Each record below has to be printed verbatim.
[Start of Attachment]
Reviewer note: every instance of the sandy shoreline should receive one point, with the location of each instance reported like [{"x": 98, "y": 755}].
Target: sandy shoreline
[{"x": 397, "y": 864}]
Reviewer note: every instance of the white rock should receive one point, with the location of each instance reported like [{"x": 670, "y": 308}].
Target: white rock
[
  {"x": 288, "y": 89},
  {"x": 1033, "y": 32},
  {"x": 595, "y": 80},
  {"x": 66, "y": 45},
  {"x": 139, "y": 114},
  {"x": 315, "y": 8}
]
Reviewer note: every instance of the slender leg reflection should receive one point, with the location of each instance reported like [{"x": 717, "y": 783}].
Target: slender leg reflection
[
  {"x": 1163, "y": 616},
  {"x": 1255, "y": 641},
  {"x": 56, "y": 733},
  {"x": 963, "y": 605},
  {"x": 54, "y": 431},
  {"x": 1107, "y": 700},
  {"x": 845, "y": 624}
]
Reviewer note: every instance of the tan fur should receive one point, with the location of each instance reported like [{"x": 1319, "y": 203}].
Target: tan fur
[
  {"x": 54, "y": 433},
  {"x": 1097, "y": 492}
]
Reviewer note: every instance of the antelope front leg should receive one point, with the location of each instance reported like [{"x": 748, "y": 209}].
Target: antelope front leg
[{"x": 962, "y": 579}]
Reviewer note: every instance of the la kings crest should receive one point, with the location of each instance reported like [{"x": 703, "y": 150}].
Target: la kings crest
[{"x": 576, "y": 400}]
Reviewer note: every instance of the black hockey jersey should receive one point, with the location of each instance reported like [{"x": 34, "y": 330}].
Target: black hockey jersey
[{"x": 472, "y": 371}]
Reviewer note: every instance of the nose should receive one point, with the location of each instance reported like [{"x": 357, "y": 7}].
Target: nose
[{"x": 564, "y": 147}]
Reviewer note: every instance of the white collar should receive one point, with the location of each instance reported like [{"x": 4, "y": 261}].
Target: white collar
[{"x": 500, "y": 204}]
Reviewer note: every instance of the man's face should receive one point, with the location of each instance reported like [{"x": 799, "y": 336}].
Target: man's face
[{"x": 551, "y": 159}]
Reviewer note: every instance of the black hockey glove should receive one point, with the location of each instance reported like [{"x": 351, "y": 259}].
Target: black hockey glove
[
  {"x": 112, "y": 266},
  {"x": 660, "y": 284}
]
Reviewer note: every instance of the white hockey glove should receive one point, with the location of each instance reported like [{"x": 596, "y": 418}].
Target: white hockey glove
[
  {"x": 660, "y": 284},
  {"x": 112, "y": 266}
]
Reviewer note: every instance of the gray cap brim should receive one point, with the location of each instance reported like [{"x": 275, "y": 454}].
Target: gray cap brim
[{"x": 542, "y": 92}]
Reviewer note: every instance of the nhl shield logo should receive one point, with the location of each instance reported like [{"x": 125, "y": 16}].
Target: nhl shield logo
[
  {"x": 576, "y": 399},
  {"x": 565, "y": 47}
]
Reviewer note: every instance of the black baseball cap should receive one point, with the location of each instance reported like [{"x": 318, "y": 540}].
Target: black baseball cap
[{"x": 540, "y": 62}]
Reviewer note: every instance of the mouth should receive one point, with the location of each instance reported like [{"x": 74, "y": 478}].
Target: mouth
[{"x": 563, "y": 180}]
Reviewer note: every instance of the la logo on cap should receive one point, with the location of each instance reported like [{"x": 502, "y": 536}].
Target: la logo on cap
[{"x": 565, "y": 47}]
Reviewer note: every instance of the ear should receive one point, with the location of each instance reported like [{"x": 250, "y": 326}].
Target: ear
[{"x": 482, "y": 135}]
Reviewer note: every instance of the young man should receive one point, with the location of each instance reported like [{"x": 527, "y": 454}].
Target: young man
[End of Attachment]
* Reply
Reviewer note: every instance of the sandy shoreline should receive one point, with the location of each instance reported like [{"x": 98, "y": 755}].
Target: sandy shoreline
[{"x": 397, "y": 864}]
Reviewer note: every instance of the white rock should receive one point, with the location of each instance reported like [{"x": 670, "y": 308}].
Target: white rock
[
  {"x": 288, "y": 89},
  {"x": 1033, "y": 32},
  {"x": 595, "y": 80},
  {"x": 66, "y": 45},
  {"x": 139, "y": 114},
  {"x": 315, "y": 8}
]
Reviewer note: every instance of the slender leg reflection should receive one point, with the location of each instance reported like [{"x": 717, "y": 783}].
Target: slender leg reflection
[
  {"x": 1163, "y": 616},
  {"x": 1255, "y": 641},
  {"x": 56, "y": 733},
  {"x": 963, "y": 605},
  {"x": 54, "y": 431},
  {"x": 1107, "y": 700},
  {"x": 845, "y": 624}
]
Reviewer note: every instance of the tan fur should receive one point, with the location of each instance reported like [{"x": 1319, "y": 203}].
Target: tan fur
[
  {"x": 54, "y": 433},
  {"x": 1097, "y": 492}
]
Reviewer note: every instance of the antelope front leg should receive one point, with the location of each instance reported like [{"x": 748, "y": 209}].
Target: antelope front leg
[{"x": 962, "y": 579}]
Reviewer note: every instance of the la kings crest should receive one point, with the location of each instance reported like [{"x": 703, "y": 150}].
Target: la kings crest
[{"x": 576, "y": 400}]
Reviewer note: every instance of the black hockey jersey should receive one point, with the location of each instance reported like [{"x": 34, "y": 330}].
Target: black hockey jersey
[{"x": 472, "y": 371}]
Reviewer note: every instance of the nose should receive one point, with the location of each instance reported like [{"x": 357, "y": 7}].
Target: nose
[{"x": 564, "y": 147}]
Reviewer note: every instance of the white collar should receive one point, with the location of each instance reported like [{"x": 4, "y": 261}].
Target: white collar
[{"x": 500, "y": 204}]
Reviewer note: every instance of the man's face should receive one point, with the location of each instance reported like [{"x": 799, "y": 336}].
Target: man's face
[{"x": 551, "y": 159}]
Reviewer note: every instance of the black hockey glove should receive one point, with the location of each instance reported like [{"x": 351, "y": 259}].
Target: black hockey glove
[
  {"x": 112, "y": 266},
  {"x": 660, "y": 284}
]
Reviewer note: every instance of the white hockey glove should receive one point, with the location of each instance reported like [{"x": 596, "y": 418}].
Target: white hockey glove
[
  {"x": 660, "y": 284},
  {"x": 112, "y": 266}
]
Reviewer note: every instance of the gray cap brim should receive one point, with the location of each instance reported like [{"x": 275, "y": 454}].
Target: gray cap brim
[{"x": 542, "y": 92}]
Reviewer note: every instance of the nhl shield logo should receive one point, with the location of each instance reported like [{"x": 125, "y": 16}].
Target: nhl shield logo
[
  {"x": 576, "y": 399},
  {"x": 565, "y": 47}
]
Reviewer note: every instance of the black baseball cap should receive one point, with the location of each instance reported like [{"x": 318, "y": 540}].
Target: black baseball cap
[{"x": 540, "y": 62}]
Reviewer note: every instance of the mouth should receive one point, with the location of each instance reported like [{"x": 74, "y": 478}].
Target: mouth
[{"x": 563, "y": 180}]
Reviewer note: every instance of the la logo on cap should receive one point, with the location of each instance reported like [{"x": 502, "y": 536}].
Target: la logo on cap
[{"x": 565, "y": 47}]
Reviewer note: every instance of the ear should receive one point, with the location of each instance reported like [{"x": 250, "y": 326}].
Target: ear
[{"x": 482, "y": 135}]
Reviewer note: every instance of the young man should receive one point, with the location of each instance reported like [{"x": 527, "y": 454}].
Target: young man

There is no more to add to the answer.